__Exercise goal__: I'd like every line in the following listing that holds "below" copied.

__Extracted entries__:
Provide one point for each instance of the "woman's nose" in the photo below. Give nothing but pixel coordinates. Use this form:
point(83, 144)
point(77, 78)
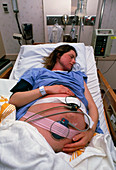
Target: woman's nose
point(74, 61)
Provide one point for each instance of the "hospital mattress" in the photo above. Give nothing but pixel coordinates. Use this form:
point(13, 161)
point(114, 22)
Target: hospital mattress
point(5, 68)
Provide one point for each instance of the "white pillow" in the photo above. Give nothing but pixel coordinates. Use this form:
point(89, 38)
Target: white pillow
point(31, 56)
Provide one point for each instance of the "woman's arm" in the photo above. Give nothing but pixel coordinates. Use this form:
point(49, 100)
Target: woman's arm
point(20, 99)
point(82, 139)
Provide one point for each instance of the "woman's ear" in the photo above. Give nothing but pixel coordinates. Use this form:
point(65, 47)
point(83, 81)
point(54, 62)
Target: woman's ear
point(58, 56)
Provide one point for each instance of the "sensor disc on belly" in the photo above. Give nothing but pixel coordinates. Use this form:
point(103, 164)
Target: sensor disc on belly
point(64, 122)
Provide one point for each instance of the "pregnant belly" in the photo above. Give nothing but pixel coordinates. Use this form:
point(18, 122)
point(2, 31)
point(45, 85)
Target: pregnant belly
point(51, 108)
point(76, 119)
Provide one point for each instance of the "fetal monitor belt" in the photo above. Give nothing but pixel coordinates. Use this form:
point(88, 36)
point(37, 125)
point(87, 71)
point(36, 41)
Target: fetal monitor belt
point(67, 100)
point(53, 126)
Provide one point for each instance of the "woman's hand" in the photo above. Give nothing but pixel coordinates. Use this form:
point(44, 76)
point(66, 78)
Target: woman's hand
point(58, 89)
point(81, 140)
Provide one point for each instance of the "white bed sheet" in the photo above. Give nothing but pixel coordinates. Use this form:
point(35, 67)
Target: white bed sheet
point(100, 150)
point(31, 56)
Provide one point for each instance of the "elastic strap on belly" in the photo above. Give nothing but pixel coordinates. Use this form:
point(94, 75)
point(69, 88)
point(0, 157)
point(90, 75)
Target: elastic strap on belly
point(53, 126)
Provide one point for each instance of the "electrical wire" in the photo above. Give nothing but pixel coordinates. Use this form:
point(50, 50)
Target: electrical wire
point(109, 67)
point(46, 110)
point(64, 113)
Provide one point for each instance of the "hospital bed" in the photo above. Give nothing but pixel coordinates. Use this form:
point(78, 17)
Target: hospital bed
point(32, 56)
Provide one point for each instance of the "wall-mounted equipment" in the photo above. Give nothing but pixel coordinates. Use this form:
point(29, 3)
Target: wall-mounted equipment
point(81, 8)
point(5, 7)
point(102, 42)
point(15, 6)
point(27, 31)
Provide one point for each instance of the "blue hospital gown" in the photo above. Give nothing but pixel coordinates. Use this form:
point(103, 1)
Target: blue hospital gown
point(38, 77)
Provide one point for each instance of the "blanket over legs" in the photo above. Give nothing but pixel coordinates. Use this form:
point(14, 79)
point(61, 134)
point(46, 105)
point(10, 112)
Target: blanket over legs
point(23, 147)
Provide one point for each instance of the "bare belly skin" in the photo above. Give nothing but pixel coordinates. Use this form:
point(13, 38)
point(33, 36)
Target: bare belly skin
point(76, 119)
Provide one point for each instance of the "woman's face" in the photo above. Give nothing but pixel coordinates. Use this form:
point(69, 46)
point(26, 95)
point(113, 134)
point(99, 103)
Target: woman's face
point(67, 60)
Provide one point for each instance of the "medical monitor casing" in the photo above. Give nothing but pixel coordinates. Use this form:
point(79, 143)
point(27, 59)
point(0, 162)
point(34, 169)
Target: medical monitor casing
point(102, 42)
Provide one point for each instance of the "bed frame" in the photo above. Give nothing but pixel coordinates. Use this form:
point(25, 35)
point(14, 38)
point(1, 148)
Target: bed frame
point(109, 101)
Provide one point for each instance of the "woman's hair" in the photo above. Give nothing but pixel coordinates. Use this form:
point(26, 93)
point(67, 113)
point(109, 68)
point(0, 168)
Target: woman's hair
point(50, 61)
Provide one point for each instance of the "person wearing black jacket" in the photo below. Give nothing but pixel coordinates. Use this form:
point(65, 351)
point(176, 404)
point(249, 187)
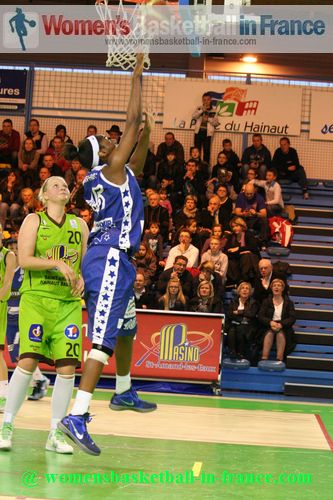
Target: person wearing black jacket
point(241, 322)
point(277, 316)
point(143, 298)
point(287, 165)
point(177, 271)
point(206, 301)
point(242, 249)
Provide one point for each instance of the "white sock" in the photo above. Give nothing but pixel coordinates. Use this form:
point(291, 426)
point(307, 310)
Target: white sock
point(123, 383)
point(3, 388)
point(82, 402)
point(37, 375)
point(17, 391)
point(61, 396)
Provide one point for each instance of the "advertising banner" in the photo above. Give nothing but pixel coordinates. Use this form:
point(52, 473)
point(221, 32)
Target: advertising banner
point(13, 91)
point(168, 345)
point(321, 122)
point(235, 107)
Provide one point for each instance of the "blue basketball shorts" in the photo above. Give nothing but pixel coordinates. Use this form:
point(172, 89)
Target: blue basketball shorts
point(109, 277)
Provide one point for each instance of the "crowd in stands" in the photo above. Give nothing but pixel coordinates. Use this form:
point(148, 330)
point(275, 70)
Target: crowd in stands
point(204, 227)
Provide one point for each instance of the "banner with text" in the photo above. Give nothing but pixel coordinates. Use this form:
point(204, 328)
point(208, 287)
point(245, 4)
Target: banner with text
point(13, 90)
point(168, 346)
point(321, 122)
point(235, 108)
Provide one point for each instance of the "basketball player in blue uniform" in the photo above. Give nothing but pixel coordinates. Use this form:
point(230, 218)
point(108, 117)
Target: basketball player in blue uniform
point(115, 197)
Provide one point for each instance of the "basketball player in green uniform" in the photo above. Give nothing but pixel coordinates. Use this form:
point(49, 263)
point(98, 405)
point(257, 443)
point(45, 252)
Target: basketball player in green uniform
point(7, 269)
point(51, 246)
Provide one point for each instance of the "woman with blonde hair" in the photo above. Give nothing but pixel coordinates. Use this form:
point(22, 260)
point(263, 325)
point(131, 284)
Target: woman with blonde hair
point(243, 252)
point(51, 246)
point(173, 299)
point(241, 321)
point(277, 315)
point(206, 301)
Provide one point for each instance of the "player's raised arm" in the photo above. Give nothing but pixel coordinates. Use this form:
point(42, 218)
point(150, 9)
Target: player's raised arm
point(133, 121)
point(139, 155)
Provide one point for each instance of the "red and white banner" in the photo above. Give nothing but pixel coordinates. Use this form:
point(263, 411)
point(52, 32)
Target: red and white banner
point(168, 345)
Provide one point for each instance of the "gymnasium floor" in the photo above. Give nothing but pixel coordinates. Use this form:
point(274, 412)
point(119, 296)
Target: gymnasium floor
point(191, 448)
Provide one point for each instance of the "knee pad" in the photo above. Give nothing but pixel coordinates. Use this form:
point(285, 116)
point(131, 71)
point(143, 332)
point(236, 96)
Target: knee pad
point(98, 355)
point(67, 377)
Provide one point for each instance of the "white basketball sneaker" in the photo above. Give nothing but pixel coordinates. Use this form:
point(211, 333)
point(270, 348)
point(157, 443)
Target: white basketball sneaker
point(6, 435)
point(56, 442)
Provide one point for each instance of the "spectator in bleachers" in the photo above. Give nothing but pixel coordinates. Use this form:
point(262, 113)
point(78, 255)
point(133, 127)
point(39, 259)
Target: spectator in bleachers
point(193, 183)
point(170, 173)
point(142, 297)
point(189, 211)
point(28, 160)
point(233, 158)
point(51, 166)
point(241, 322)
point(217, 232)
point(207, 273)
point(252, 207)
point(87, 215)
point(115, 134)
point(273, 193)
point(243, 252)
point(263, 282)
point(206, 301)
point(277, 315)
point(60, 131)
point(57, 152)
point(9, 143)
point(170, 143)
point(287, 164)
point(205, 122)
point(91, 130)
point(145, 260)
point(10, 189)
point(210, 215)
point(70, 174)
point(76, 198)
point(173, 299)
point(154, 240)
point(180, 272)
point(219, 259)
point(225, 208)
point(40, 139)
point(221, 169)
point(155, 213)
point(256, 156)
point(43, 174)
point(203, 166)
point(28, 205)
point(186, 248)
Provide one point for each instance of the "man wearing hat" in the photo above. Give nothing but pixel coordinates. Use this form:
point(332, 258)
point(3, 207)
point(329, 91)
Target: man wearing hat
point(114, 134)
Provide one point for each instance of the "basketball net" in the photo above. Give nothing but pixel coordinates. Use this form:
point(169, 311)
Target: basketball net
point(126, 57)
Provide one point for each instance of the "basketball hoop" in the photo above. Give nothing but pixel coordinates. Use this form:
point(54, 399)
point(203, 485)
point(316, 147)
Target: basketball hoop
point(110, 16)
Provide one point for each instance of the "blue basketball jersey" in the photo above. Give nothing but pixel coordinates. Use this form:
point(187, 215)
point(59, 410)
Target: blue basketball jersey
point(118, 211)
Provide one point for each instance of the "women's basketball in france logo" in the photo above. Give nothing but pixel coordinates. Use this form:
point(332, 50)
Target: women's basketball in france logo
point(175, 343)
point(20, 30)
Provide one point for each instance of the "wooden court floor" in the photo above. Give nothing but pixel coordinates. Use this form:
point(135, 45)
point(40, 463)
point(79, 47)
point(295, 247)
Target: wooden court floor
point(192, 447)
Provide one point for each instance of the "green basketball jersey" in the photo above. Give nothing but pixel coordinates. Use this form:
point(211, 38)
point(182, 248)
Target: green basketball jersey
point(3, 254)
point(57, 242)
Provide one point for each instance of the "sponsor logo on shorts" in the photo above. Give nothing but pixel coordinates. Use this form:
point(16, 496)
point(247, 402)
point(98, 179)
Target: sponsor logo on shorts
point(36, 333)
point(72, 332)
point(130, 324)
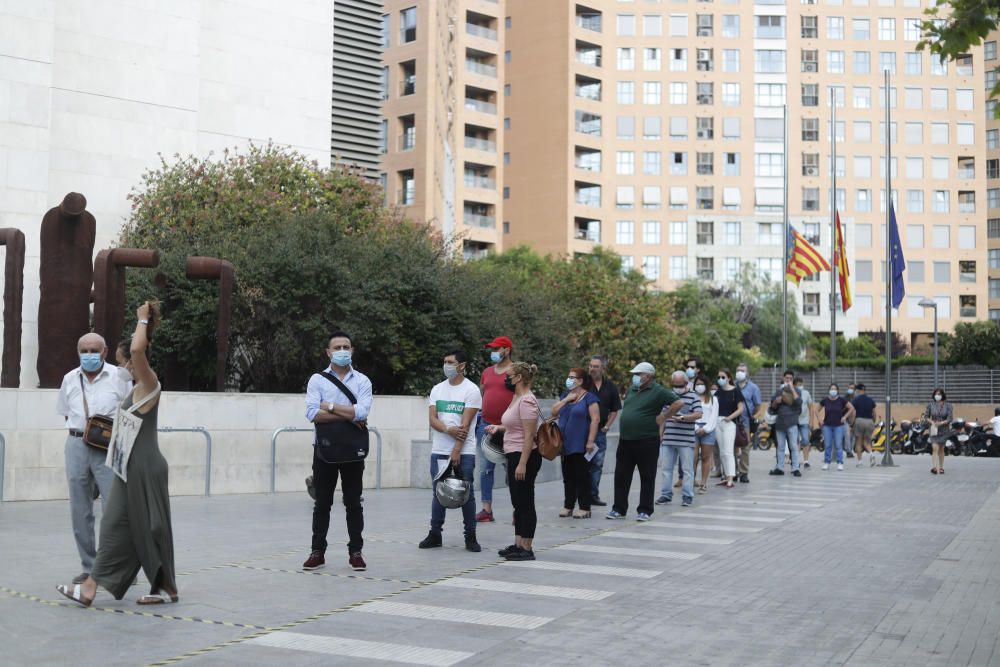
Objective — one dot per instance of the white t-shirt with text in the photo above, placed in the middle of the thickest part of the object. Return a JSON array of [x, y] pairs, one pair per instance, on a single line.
[[451, 401]]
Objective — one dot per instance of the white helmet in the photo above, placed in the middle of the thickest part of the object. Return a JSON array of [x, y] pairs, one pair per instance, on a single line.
[[451, 490], [492, 446]]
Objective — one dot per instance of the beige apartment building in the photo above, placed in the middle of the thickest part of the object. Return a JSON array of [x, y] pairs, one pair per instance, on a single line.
[[656, 129], [442, 115]]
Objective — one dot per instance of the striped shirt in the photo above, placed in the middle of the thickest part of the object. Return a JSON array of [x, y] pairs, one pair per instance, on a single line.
[[681, 433]]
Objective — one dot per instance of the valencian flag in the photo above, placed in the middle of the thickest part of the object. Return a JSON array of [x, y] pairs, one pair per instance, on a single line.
[[803, 259], [898, 263], [843, 272]]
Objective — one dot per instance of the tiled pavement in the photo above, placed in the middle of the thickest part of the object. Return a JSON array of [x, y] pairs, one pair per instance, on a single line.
[[863, 567]]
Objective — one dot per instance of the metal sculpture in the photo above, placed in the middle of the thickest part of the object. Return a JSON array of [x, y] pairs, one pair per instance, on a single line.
[[109, 288], [211, 268], [13, 297], [66, 273]]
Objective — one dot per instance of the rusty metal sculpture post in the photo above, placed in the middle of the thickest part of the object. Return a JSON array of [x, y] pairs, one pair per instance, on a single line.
[[13, 297], [210, 268], [109, 288], [66, 274]]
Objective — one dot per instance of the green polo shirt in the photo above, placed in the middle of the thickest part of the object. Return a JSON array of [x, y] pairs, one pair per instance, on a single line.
[[638, 416]]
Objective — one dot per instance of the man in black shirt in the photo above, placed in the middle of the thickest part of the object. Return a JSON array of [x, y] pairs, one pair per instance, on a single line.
[[610, 403], [864, 424]]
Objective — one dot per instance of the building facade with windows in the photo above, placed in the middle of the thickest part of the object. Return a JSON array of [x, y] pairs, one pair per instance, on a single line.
[[657, 129], [443, 116]]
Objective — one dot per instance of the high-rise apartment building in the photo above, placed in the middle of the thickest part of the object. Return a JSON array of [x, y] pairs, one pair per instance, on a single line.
[[443, 116], [357, 72], [656, 129]]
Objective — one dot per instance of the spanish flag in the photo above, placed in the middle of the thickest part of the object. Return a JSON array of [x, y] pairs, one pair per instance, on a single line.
[[803, 259], [843, 272]]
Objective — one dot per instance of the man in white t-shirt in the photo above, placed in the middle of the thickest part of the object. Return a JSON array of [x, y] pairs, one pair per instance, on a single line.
[[452, 407]]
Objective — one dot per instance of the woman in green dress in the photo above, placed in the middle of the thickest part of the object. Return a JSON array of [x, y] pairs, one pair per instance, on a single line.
[[135, 529]]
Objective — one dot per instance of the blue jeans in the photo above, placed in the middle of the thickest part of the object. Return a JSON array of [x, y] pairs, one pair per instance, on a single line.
[[671, 454], [833, 436], [486, 473], [597, 463], [468, 465], [789, 439]]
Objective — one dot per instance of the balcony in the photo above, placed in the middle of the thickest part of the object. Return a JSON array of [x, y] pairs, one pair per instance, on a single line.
[[481, 68], [479, 220], [481, 31], [481, 106], [478, 144]]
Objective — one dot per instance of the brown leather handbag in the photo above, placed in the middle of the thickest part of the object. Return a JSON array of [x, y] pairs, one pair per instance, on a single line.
[[97, 430]]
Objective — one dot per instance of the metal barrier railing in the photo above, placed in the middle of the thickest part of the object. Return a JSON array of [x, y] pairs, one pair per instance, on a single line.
[[208, 449], [290, 429]]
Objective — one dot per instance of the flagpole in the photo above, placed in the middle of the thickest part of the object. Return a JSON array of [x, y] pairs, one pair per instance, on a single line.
[[833, 239], [784, 244], [887, 455]]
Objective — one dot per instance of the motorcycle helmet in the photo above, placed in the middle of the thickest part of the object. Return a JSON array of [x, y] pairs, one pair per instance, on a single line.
[[492, 446], [451, 490]]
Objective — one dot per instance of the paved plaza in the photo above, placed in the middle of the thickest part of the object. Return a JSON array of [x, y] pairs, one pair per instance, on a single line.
[[862, 567]]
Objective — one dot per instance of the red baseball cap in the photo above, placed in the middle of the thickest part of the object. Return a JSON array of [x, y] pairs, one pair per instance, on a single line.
[[501, 341]]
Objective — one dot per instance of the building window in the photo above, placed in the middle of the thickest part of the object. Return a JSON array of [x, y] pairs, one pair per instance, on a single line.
[[624, 232], [651, 232], [408, 25], [810, 304], [706, 233], [810, 129], [706, 268]]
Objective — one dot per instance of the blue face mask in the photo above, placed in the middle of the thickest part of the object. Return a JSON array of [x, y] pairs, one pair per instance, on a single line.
[[90, 361], [341, 358]]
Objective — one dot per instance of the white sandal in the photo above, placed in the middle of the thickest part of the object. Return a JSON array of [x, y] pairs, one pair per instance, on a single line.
[[74, 594]]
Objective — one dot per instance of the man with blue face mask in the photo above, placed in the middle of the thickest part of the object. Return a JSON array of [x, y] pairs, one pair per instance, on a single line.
[[326, 402], [95, 388]]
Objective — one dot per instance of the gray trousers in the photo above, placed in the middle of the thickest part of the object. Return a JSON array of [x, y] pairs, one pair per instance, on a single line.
[[85, 468]]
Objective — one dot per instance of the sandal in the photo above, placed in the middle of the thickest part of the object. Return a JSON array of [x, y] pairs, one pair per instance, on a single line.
[[74, 594]]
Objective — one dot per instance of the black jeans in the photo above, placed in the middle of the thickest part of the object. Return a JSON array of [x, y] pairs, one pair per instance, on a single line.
[[325, 481], [632, 454], [576, 481], [522, 493]]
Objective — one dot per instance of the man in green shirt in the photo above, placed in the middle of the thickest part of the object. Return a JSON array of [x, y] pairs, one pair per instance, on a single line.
[[639, 446]]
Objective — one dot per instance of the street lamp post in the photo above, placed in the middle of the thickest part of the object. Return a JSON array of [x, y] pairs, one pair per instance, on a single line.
[[930, 303]]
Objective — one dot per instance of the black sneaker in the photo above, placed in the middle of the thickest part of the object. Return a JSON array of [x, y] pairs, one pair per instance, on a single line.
[[432, 540], [508, 550]]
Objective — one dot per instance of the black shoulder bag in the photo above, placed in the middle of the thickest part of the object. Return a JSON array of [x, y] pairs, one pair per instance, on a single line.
[[341, 441]]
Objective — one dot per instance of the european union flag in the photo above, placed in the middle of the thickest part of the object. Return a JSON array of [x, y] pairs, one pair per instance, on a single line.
[[898, 262]]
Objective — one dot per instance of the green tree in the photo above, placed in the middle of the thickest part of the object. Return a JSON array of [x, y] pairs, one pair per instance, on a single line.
[[975, 343]]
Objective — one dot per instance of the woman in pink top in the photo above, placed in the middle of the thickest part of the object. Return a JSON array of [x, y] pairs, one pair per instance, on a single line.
[[518, 425]]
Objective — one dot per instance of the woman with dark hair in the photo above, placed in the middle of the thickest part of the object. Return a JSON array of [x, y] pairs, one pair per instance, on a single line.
[[579, 416], [939, 412], [136, 532]]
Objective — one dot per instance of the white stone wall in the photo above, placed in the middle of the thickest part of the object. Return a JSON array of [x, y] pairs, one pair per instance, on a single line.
[[92, 92], [241, 426]]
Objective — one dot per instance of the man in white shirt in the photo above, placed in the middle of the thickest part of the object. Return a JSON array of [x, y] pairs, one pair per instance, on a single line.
[[95, 388], [452, 407], [327, 403]]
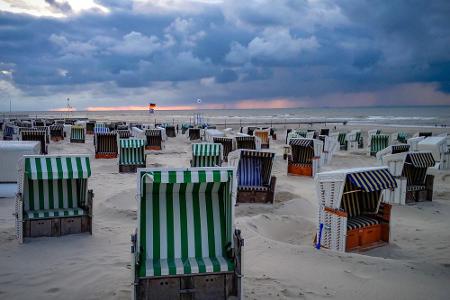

__Output of the exercise__:
Provide one point for each instance of the "woman's nose" in the photo below. Give nothing but pixel coordinates. Use this form:
Provide one point for each instance of the "person wearing black jacket" in the photo below. Give nothing but pixel coordinates. Use this form:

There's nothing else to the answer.